A data block:
* * * * *

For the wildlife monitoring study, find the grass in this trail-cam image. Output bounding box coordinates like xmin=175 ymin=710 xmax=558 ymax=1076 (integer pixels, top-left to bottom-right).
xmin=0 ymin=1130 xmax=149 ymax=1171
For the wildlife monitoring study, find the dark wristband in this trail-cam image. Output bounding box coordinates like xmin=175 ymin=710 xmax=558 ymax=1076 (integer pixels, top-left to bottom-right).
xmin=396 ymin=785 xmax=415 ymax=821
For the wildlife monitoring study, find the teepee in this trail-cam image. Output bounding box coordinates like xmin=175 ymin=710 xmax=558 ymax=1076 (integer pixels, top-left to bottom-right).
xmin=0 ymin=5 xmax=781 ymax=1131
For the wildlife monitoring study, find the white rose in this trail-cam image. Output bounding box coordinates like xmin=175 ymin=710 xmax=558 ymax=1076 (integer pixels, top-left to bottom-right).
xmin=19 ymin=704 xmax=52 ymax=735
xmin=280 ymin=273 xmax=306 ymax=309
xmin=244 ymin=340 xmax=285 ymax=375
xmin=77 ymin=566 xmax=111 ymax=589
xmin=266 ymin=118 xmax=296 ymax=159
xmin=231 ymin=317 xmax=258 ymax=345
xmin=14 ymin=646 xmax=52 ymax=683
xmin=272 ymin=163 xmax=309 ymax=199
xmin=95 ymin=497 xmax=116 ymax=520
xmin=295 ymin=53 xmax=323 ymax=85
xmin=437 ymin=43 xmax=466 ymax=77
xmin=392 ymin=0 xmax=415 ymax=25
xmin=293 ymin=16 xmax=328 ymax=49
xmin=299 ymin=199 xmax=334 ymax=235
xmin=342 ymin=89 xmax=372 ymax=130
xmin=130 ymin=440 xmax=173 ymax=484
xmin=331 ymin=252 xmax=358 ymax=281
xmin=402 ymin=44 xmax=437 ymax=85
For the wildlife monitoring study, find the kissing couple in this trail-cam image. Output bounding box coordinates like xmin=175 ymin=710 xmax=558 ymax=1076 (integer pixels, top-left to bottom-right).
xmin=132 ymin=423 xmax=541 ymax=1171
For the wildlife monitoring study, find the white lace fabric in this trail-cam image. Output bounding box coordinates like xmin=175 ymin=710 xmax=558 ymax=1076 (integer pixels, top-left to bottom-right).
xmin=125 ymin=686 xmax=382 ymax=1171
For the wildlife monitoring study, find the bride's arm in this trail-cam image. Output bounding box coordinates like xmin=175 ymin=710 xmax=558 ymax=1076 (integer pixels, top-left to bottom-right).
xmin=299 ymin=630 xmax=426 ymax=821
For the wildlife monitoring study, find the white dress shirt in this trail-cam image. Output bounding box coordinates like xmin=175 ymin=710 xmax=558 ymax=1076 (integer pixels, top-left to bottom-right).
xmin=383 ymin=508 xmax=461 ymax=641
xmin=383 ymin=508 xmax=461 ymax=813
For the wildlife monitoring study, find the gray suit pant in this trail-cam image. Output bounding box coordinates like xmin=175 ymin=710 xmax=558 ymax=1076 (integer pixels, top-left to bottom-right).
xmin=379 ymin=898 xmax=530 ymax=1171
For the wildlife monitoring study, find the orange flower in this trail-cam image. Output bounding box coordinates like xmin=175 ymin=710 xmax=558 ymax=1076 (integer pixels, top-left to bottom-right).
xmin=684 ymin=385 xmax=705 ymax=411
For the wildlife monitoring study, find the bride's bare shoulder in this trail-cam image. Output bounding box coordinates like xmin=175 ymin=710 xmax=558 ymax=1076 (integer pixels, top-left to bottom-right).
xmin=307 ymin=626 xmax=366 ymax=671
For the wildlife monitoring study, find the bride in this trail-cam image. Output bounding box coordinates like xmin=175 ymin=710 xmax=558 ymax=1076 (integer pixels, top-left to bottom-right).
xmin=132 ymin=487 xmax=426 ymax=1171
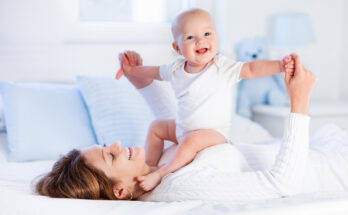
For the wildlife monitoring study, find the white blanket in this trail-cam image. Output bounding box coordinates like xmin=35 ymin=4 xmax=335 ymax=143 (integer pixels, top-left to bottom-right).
xmin=0 ymin=125 xmax=348 ymax=215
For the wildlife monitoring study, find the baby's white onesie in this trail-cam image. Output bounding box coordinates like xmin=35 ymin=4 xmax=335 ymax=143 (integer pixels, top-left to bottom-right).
xmin=160 ymin=55 xmax=243 ymax=142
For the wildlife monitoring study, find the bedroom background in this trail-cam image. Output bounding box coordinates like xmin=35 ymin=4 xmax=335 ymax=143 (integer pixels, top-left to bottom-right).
xmin=0 ymin=0 xmax=348 ymax=119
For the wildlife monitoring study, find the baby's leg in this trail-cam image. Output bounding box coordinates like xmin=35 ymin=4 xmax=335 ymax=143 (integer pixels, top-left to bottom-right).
xmin=145 ymin=120 xmax=177 ymax=167
xmin=139 ymin=129 xmax=226 ymax=191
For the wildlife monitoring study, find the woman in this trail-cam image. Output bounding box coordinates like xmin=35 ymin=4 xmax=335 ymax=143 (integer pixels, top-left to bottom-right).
xmin=36 ymin=52 xmax=346 ymax=202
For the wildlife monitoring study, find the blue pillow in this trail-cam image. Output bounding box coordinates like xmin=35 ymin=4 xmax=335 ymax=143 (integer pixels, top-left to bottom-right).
xmin=77 ymin=76 xmax=154 ymax=147
xmin=0 ymin=96 xmax=6 ymax=132
xmin=0 ymin=81 xmax=96 ymax=161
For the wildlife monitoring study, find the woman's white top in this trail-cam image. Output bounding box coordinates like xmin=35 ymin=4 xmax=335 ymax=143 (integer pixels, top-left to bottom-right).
xmin=140 ymin=113 xmax=310 ymax=203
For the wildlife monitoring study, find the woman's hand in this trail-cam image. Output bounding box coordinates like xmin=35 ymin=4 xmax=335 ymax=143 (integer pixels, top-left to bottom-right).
xmin=284 ymin=54 xmax=317 ymax=114
xmin=116 ymin=51 xmax=143 ymax=80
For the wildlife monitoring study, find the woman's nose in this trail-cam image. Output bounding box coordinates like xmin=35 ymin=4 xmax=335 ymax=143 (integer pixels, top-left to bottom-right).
xmin=110 ymin=142 xmax=122 ymax=152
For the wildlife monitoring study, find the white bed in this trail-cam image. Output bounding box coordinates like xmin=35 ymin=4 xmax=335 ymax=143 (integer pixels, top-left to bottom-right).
xmin=0 ymin=44 xmax=348 ymax=215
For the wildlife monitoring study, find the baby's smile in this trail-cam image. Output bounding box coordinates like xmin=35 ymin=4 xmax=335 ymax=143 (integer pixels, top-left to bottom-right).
xmin=196 ymin=48 xmax=208 ymax=54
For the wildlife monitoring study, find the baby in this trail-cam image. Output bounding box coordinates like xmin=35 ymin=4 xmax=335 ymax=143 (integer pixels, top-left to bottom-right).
xmin=116 ymin=9 xmax=294 ymax=191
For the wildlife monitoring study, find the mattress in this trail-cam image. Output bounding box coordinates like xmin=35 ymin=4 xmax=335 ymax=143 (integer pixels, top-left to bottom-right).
xmin=0 ymin=133 xmax=348 ymax=215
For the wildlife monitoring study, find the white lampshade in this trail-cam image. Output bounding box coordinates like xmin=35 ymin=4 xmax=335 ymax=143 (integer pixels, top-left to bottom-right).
xmin=271 ymin=13 xmax=315 ymax=49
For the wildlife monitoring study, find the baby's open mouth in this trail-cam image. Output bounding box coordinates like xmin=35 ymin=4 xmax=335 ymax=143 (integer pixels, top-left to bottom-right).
xmin=196 ymin=48 xmax=208 ymax=54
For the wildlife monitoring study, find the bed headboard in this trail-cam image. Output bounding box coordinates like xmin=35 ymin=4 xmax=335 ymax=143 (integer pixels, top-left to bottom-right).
xmin=0 ymin=43 xmax=236 ymax=111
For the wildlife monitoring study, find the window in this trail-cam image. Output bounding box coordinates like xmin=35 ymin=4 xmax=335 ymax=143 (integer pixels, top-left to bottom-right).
xmin=66 ymin=0 xmax=212 ymax=43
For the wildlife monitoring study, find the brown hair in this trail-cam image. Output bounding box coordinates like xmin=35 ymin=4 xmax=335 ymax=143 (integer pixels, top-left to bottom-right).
xmin=35 ymin=149 xmax=116 ymax=199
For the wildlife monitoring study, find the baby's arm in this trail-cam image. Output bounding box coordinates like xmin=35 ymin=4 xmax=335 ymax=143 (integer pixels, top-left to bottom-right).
xmin=116 ymin=53 xmax=162 ymax=80
xmin=145 ymin=120 xmax=177 ymax=168
xmin=138 ymin=129 xmax=226 ymax=191
xmin=240 ymin=55 xmax=295 ymax=79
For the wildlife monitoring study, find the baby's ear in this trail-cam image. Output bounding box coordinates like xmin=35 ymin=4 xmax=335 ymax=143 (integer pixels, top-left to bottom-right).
xmin=172 ymin=42 xmax=181 ymax=55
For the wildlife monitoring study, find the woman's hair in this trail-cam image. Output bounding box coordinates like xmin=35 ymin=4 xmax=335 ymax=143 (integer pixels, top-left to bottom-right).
xmin=35 ymin=149 xmax=116 ymax=199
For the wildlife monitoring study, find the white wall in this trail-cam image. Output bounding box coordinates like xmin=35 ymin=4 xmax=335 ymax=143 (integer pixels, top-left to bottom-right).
xmin=220 ymin=0 xmax=347 ymax=99
xmin=0 ymin=0 xmax=348 ymax=99
xmin=341 ymin=1 xmax=348 ymax=101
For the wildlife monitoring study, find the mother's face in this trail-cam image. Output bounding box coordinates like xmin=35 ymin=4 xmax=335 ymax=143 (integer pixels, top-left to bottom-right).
xmin=82 ymin=142 xmax=147 ymax=197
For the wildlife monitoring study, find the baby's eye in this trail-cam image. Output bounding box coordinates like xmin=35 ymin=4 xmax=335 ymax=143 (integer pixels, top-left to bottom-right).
xmin=109 ymin=153 xmax=115 ymax=160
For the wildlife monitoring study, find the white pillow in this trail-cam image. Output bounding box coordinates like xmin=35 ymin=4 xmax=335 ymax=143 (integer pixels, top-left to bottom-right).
xmin=77 ymin=75 xmax=154 ymax=146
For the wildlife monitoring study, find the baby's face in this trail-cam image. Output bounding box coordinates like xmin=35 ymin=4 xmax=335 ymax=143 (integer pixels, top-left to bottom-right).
xmin=174 ymin=13 xmax=219 ymax=66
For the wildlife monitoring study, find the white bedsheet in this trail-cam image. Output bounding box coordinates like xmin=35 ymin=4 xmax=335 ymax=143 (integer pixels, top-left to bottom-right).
xmin=0 ymin=125 xmax=348 ymax=215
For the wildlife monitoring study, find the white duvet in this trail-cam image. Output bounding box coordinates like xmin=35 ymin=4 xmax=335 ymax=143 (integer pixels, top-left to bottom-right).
xmin=0 ymin=125 xmax=348 ymax=215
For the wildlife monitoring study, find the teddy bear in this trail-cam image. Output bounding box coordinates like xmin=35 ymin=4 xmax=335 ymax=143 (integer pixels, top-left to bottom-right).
xmin=235 ymin=37 xmax=289 ymax=119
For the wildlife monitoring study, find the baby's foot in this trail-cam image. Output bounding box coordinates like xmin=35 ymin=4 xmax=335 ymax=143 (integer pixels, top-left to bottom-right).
xmin=138 ymin=172 xmax=161 ymax=192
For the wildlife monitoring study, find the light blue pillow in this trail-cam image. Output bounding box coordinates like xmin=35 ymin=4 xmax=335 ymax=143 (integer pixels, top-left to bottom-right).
xmin=0 ymin=96 xmax=6 ymax=132
xmin=0 ymin=81 xmax=96 ymax=161
xmin=77 ymin=76 xmax=154 ymax=147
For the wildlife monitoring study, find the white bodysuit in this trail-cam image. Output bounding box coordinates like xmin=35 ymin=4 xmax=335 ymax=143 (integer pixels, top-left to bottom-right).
xmin=160 ymin=55 xmax=243 ymax=142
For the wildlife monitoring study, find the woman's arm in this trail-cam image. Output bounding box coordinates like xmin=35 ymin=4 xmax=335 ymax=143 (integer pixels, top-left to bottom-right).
xmin=240 ymin=55 xmax=294 ymax=79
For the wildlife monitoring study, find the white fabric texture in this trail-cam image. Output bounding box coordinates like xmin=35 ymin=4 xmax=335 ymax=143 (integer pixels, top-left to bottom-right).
xmin=77 ymin=75 xmax=154 ymax=147
xmin=159 ymin=55 xmax=243 ymax=139
xmin=141 ymin=113 xmax=309 ymax=203
xmin=138 ymin=80 xmax=273 ymax=143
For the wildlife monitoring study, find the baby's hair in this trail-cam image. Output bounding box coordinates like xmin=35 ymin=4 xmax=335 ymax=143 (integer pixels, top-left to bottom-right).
xmin=171 ymin=8 xmax=211 ymax=40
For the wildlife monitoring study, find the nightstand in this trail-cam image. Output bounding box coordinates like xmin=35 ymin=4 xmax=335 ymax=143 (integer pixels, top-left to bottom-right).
xmin=253 ymin=101 xmax=348 ymax=137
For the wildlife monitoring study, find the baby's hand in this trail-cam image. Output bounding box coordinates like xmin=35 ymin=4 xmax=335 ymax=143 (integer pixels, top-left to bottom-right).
xmin=116 ymin=51 xmax=143 ymax=80
xmin=282 ymin=55 xmax=295 ymax=76
xmin=137 ymin=172 xmax=161 ymax=192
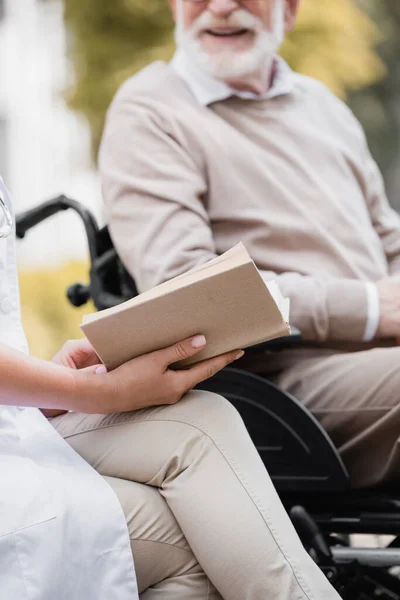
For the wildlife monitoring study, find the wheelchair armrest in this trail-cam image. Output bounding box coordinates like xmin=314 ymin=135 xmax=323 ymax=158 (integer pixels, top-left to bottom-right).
xmin=246 ymin=325 xmax=301 ymax=354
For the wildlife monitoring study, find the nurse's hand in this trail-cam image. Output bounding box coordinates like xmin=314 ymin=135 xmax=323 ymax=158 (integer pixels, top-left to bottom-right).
xmin=52 ymin=338 xmax=101 ymax=372
xmin=77 ymin=336 xmax=243 ymax=414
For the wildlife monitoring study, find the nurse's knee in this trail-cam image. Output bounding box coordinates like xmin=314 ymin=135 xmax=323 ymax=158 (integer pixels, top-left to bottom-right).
xmin=182 ymin=390 xmax=244 ymax=427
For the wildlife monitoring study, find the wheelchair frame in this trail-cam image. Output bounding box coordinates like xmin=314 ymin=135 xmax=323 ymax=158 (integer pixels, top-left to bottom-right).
xmin=16 ymin=195 xmax=400 ymax=600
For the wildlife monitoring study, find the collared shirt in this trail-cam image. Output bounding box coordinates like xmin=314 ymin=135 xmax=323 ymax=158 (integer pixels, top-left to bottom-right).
xmin=171 ymin=49 xmax=295 ymax=106
xmin=171 ymin=49 xmax=380 ymax=342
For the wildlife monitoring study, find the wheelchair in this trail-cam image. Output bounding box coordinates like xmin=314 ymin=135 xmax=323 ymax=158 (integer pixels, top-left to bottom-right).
xmin=16 ymin=196 xmax=400 ymax=600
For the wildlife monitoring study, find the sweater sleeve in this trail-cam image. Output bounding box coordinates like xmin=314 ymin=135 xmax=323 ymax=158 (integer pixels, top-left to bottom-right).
xmin=99 ymin=92 xmax=216 ymax=291
xmin=261 ymin=271 xmax=368 ymax=342
xmin=365 ymin=149 xmax=400 ymax=275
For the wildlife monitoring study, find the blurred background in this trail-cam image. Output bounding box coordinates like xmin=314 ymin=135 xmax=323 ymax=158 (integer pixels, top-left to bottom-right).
xmin=0 ymin=0 xmax=400 ymax=358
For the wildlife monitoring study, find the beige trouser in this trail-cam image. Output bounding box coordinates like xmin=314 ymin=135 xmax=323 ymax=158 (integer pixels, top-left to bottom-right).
xmin=52 ymin=391 xmax=339 ymax=600
xmin=254 ymin=347 xmax=400 ymax=487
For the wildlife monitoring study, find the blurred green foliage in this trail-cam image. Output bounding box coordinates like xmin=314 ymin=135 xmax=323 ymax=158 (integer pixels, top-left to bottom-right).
xmin=64 ymin=0 xmax=385 ymax=156
xmin=19 ymin=262 xmax=94 ymax=359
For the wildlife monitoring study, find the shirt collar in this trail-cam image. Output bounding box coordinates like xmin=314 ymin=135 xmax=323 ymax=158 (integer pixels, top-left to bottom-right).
xmin=170 ymin=48 xmax=294 ymax=106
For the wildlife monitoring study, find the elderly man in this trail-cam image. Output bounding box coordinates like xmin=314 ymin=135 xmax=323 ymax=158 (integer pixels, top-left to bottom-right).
xmin=100 ymin=0 xmax=400 ymax=486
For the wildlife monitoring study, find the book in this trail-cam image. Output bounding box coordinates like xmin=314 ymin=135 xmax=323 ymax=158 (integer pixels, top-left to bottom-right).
xmin=81 ymin=243 xmax=290 ymax=370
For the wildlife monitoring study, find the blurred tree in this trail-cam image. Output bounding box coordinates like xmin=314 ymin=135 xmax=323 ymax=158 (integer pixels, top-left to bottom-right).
xmin=60 ymin=0 xmax=384 ymax=155
xmin=349 ymin=0 xmax=400 ymax=210
xmin=19 ymin=262 xmax=94 ymax=359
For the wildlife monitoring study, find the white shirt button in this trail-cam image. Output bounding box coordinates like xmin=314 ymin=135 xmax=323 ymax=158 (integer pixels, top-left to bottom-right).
xmin=0 ymin=296 xmax=14 ymax=315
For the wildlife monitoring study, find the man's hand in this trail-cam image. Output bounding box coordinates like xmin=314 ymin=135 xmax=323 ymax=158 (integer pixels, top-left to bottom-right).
xmin=78 ymin=336 xmax=243 ymax=414
xmin=376 ymin=277 xmax=400 ymax=338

* * * * *

● **Work to complete**: Turn the entries starting at the line that contains "For the wildlife monitoring study, find the white rose" and ending at the line that contains "xmin=231 ymin=317 xmax=258 ymax=345" into a numbered list, leaving out any blank lines.

● **Response to this exercise**:
1. For the wildlife monitoring study, find the white rose in this trail-cam image. Output bounding box coordinates like xmin=175 ymin=710 xmax=558 ymax=1076 (integer pixels, top-left to bottom-right).
2. xmin=19 ymin=704 xmax=52 ymax=735
3. xmin=280 ymin=273 xmax=306 ymax=309
4. xmin=244 ymin=340 xmax=285 ymax=375
5. xmin=77 ymin=566 xmax=111 ymax=589
6. xmin=266 ymin=118 xmax=296 ymax=159
7. xmin=231 ymin=317 xmax=258 ymax=345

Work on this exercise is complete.